Assigned task - A line qualifies if it holds the string "black". Copy every qualifying line from the records.

[Referring expression data]
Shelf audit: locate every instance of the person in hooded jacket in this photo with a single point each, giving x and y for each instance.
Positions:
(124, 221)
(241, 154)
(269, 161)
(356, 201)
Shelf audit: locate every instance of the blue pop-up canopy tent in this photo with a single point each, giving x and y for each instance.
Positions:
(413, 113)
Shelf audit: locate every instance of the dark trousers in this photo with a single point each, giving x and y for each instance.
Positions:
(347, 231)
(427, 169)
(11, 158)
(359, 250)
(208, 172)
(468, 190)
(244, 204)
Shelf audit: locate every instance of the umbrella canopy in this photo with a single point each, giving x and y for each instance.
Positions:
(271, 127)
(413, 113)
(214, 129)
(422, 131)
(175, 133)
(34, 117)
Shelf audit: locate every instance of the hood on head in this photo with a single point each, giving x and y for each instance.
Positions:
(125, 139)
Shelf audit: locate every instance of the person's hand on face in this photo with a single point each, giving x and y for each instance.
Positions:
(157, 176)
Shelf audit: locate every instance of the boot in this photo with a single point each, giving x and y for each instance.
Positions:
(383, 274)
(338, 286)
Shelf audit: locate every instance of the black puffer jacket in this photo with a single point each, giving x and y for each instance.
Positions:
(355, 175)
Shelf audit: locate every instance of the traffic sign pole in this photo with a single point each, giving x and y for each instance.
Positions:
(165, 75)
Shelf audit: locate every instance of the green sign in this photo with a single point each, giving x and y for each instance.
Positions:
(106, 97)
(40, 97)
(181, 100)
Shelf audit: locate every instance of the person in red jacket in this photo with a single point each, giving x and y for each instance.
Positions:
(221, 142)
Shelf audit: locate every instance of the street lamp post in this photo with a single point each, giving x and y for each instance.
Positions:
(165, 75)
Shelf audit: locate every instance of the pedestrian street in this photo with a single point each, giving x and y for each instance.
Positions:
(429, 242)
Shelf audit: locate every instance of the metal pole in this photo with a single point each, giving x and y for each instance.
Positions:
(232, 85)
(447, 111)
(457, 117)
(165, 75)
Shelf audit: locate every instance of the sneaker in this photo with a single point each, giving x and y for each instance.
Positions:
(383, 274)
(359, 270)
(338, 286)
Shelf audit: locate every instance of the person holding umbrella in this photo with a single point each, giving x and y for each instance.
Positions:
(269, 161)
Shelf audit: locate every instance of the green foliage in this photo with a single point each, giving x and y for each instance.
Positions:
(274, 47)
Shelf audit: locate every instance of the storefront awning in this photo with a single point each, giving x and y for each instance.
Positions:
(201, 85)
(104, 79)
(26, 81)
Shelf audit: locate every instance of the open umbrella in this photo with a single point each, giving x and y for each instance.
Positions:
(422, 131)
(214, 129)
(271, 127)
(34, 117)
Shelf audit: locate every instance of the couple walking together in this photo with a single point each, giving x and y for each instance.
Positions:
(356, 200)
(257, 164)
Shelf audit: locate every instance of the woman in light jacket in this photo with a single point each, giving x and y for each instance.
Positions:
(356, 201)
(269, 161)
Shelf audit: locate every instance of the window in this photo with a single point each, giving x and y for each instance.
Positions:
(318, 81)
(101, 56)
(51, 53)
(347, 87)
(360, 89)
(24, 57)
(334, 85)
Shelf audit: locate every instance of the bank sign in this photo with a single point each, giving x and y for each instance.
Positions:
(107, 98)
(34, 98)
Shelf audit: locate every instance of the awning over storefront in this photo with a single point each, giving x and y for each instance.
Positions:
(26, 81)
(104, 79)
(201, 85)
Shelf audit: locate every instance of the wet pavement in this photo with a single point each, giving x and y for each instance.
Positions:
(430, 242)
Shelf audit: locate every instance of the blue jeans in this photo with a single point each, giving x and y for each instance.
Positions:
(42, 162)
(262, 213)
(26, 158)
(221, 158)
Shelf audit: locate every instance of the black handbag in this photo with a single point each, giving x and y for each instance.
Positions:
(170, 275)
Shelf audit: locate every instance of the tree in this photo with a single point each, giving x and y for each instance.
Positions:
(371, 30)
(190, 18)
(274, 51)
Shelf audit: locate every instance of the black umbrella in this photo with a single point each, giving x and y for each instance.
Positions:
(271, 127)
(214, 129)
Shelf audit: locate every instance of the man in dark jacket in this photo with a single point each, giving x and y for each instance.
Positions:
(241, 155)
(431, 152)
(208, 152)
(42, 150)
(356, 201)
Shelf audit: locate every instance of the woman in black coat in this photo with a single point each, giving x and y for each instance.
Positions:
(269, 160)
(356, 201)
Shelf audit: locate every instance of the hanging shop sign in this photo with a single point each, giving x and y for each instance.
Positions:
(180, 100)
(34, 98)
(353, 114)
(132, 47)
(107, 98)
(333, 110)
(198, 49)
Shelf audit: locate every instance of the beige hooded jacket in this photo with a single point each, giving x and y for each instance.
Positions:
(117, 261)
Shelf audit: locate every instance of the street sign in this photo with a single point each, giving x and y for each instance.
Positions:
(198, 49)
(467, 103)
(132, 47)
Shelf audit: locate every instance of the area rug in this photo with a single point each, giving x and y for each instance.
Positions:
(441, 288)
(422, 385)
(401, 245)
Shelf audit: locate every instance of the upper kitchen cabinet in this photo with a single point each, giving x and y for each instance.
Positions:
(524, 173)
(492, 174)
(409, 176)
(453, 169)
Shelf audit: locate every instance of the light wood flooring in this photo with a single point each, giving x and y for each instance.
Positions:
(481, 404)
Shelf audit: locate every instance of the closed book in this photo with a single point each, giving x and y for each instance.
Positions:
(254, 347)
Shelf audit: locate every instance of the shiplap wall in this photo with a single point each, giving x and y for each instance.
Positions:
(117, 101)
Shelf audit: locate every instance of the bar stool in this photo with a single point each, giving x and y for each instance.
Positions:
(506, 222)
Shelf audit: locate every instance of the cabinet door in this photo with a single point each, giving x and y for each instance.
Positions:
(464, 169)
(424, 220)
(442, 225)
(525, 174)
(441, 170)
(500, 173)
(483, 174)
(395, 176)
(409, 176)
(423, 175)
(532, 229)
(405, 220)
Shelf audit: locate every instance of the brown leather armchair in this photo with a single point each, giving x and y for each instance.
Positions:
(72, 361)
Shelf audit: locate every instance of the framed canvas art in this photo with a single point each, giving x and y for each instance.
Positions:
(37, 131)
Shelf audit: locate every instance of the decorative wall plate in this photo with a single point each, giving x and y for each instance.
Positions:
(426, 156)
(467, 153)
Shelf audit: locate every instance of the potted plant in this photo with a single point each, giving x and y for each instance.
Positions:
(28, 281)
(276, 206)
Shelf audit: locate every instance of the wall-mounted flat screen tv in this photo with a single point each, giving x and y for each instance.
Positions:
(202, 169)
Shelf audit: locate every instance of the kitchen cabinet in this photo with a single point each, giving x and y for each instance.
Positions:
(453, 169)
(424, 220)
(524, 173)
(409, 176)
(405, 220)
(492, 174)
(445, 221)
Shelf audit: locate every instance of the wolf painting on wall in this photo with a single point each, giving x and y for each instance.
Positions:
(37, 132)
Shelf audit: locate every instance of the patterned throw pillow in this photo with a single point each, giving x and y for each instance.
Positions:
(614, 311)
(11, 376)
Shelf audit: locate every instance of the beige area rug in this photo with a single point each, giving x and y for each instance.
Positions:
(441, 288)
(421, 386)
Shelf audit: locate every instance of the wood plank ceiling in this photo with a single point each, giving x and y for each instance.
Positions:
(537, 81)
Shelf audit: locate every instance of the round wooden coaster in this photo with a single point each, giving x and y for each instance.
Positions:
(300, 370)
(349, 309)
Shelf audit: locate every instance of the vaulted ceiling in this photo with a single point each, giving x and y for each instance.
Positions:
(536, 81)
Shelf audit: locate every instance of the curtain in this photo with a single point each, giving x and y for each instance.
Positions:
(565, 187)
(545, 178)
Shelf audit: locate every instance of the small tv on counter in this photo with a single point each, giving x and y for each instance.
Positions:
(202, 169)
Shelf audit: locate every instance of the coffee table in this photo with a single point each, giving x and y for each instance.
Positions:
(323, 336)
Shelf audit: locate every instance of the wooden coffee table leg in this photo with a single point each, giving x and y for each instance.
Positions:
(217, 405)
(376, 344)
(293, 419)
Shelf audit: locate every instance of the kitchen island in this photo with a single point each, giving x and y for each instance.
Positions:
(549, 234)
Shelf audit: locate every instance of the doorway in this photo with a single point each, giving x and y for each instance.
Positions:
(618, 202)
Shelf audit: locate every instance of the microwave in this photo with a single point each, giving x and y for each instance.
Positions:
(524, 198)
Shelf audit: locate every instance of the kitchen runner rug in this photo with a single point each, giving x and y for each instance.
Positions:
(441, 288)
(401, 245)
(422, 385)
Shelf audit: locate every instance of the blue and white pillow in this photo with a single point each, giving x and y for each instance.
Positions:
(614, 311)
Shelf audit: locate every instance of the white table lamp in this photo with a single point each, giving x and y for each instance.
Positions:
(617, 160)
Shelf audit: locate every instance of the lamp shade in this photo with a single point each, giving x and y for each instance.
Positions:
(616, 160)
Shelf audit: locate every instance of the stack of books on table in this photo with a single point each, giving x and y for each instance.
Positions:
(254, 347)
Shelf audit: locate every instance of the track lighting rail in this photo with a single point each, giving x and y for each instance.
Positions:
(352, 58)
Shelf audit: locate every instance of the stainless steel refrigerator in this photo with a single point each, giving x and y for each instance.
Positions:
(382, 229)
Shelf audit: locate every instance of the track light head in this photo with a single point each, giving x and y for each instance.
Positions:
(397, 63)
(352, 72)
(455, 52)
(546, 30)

Answer box -
Shelf audit: locate every instance of the black puffer jacket in this photo with a single point each, giving x and y for each instance.
Shelf audit: locate every instance of the black handbag in this photo with a single point each, giving x and y for each instance.
Shelf audit: locate every instance of the black umbrella in this photo with a single point each, giving x and y for each instance.
Shelf audit: locate every instance of the woman in black coat in this photo with a single point each, giving x and y for each instance.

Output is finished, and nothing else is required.